Mendoza distinguished Harris because “(1) the acknowledgment forms here did not mention the Arbitration Policy or otherwise incorporate it by reference; (2) the Arbitration Policy was not highlighted in a table of contents and did not stand out from the other sections of the Handbook; (3) the ‘condition of employment language’ at the end of the Arbitration Policy is not nearly as explicit or unequivocal as the language in the arbitration clause in Harris; and (4) nothing advised Mendoza that he would be deemed to have consented to arbitration by accepting the employment if he failed to sign an arbitration agreement.” (Id. at p. 788.)

- [ITEMS]:
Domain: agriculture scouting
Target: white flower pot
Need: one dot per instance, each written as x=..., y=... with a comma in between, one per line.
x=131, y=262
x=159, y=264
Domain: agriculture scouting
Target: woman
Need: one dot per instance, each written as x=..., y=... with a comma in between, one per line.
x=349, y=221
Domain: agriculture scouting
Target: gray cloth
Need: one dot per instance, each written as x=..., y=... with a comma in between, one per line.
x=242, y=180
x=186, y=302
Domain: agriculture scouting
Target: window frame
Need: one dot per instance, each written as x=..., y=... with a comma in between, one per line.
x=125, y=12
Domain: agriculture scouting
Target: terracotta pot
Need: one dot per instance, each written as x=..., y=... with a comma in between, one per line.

==

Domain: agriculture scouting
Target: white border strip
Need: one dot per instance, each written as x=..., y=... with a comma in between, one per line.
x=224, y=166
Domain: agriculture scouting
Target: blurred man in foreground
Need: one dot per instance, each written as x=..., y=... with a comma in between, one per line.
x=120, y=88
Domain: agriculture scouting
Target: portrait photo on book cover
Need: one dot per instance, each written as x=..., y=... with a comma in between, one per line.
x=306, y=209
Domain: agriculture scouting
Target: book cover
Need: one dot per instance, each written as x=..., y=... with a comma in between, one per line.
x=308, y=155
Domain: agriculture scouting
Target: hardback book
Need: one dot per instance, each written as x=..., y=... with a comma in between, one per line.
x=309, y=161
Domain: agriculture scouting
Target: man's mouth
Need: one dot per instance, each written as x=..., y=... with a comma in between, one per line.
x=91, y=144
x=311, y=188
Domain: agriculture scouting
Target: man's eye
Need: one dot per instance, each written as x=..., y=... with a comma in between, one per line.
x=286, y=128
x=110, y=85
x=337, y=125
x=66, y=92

- [ACTIONS TO TAKE]:
- 1) List the numbered grounds on which the Mendoza excerpt says Mendoza distinguished Harris.
- 2) Answer the following questions using the Mendoza excerpt.
(a) What did the acknowledgment forms fail to mention?
(b) Where in the Arbitration Policy does the "condition of employment language" appear?
(c) What page number does the citation give?
- 3) Edit the Mendoza excerpt by writing it out from "Mendoza distinguished Harris because" through "at p. 788.)", with "Handbook" changed to "Manual".

- [SOLUTIONS FOR EACH TASK]:
- 1)
1. The acknowledgment forms did not mention the Arbitration Policy or otherwise incorporate it by reference.
2. The Arbitration Policy was not highlighted in a table of contents and did not stand out from the other sections of the Handbook.
3. The "condition of employment language" at the end of the Arbitration Policy is not nearly as explicit or unequivocal as the language in the arbitration clause in Harris.
4. Nothing advised Mendoza that he would be deemed to have consented to arbitration by accepting the employment if he failed to sign an arbitration agreement.

- 2)
(a) The Arbitration Policy.
(b) At the end.
(c) Page 788.

- 3)
Mendoza distinguished Harris because “(1) the acknowledgment forms here did not mention the Arbitration Policy or otherwise incorporate it by reference; (2) the Arbitration Policy was not highlighted in a table of contents and did not stand out from the other sections of the Manual; (3) the ‘condition of employment language’ at the end of the Arbitration Policy is not nearly as explicit or unequivocal as the language in the arbitration clause in Harris; and (4) nothing advised Mendoza that he would be deemed to have consented to arbitration by accepting the employment if he failed to sign an arbitration agreement.” (Id. at p. 788.)